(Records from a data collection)
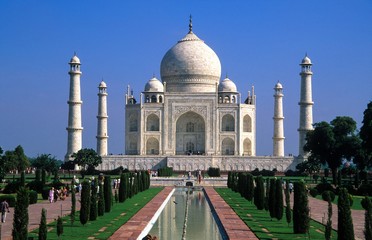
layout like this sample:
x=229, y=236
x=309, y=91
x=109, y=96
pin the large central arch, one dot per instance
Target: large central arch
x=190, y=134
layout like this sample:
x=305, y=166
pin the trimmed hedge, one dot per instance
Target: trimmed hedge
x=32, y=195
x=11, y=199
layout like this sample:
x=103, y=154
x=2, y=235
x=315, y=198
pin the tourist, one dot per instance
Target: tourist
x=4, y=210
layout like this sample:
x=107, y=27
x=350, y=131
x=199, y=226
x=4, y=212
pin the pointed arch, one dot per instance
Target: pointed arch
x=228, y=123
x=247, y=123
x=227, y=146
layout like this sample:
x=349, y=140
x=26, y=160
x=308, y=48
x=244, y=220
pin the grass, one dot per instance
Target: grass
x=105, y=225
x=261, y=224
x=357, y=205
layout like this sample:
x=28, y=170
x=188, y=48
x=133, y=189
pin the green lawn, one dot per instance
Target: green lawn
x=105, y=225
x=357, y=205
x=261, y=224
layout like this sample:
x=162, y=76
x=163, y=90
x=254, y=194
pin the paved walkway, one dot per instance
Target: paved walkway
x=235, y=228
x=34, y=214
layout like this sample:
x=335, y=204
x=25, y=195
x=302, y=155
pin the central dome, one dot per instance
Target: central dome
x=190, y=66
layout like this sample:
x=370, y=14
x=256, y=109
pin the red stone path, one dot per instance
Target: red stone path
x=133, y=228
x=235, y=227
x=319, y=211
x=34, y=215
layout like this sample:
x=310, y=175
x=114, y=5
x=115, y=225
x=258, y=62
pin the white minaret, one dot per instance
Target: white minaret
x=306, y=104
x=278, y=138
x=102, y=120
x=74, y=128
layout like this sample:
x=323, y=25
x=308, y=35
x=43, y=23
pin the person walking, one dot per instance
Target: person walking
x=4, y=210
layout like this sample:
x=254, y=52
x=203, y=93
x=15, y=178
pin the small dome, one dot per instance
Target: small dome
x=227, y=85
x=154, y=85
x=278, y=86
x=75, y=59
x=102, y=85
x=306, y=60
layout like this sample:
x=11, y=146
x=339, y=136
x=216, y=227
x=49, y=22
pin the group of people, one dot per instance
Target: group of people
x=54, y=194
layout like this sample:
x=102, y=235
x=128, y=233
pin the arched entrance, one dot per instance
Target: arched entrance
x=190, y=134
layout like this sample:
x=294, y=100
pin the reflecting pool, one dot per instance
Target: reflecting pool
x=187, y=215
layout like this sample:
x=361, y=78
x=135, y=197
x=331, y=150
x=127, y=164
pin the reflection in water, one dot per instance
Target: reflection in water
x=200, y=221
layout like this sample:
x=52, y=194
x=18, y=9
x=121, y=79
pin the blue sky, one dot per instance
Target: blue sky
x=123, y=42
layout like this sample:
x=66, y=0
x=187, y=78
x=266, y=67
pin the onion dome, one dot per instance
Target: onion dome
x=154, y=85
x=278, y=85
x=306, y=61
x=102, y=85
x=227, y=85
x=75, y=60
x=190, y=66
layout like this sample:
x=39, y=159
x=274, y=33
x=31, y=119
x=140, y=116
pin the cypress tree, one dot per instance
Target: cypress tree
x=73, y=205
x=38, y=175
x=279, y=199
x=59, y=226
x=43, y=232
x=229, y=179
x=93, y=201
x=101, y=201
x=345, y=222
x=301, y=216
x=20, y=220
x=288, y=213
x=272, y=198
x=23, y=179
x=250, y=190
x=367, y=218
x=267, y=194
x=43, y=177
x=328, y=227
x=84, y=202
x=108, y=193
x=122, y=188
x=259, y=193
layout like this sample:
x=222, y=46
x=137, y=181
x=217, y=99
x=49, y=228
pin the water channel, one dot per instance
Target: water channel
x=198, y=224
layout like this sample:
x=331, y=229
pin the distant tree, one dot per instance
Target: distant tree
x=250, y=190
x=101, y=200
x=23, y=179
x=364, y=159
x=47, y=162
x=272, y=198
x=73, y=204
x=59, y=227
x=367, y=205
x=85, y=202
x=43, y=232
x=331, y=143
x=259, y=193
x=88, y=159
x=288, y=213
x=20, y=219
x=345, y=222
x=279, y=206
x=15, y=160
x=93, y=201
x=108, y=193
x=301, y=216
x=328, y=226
==
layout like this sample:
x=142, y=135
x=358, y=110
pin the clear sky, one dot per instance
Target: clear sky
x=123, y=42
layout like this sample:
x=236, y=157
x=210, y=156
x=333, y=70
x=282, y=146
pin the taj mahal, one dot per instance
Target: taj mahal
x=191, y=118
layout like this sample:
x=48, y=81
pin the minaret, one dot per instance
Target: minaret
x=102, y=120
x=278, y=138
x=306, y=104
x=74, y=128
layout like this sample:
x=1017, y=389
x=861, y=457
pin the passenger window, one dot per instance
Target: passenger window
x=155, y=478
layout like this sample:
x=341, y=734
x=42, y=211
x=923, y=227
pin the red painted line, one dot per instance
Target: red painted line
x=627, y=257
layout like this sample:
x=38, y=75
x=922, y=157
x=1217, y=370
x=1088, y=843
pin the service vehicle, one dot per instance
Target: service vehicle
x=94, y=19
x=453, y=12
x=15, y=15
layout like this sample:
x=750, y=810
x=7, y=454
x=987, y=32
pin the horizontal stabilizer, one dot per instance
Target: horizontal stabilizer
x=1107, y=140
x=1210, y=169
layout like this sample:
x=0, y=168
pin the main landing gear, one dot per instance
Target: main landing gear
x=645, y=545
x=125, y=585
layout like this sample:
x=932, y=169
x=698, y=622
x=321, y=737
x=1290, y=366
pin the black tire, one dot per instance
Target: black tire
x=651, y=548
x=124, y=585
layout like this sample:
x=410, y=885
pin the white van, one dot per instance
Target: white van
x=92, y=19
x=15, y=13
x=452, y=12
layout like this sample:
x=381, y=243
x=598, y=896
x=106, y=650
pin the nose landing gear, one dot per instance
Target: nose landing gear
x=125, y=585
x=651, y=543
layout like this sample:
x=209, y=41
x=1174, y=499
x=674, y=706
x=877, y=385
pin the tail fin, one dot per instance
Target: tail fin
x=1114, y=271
...
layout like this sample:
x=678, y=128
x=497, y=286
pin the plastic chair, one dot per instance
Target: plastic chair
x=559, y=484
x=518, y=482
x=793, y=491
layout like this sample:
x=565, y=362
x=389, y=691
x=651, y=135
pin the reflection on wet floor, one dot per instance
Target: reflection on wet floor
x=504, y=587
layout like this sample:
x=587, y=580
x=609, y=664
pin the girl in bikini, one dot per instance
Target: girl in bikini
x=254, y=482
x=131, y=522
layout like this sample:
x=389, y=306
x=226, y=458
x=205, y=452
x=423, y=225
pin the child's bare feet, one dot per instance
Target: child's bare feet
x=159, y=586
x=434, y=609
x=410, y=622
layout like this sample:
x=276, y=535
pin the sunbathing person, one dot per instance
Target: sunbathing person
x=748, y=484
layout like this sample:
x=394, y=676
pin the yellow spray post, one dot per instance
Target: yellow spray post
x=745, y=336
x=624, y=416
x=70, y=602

TASK GOAL: Count the lines in the entries above that contain the string "child". Reply with the number alone.

TASK RESULT: 2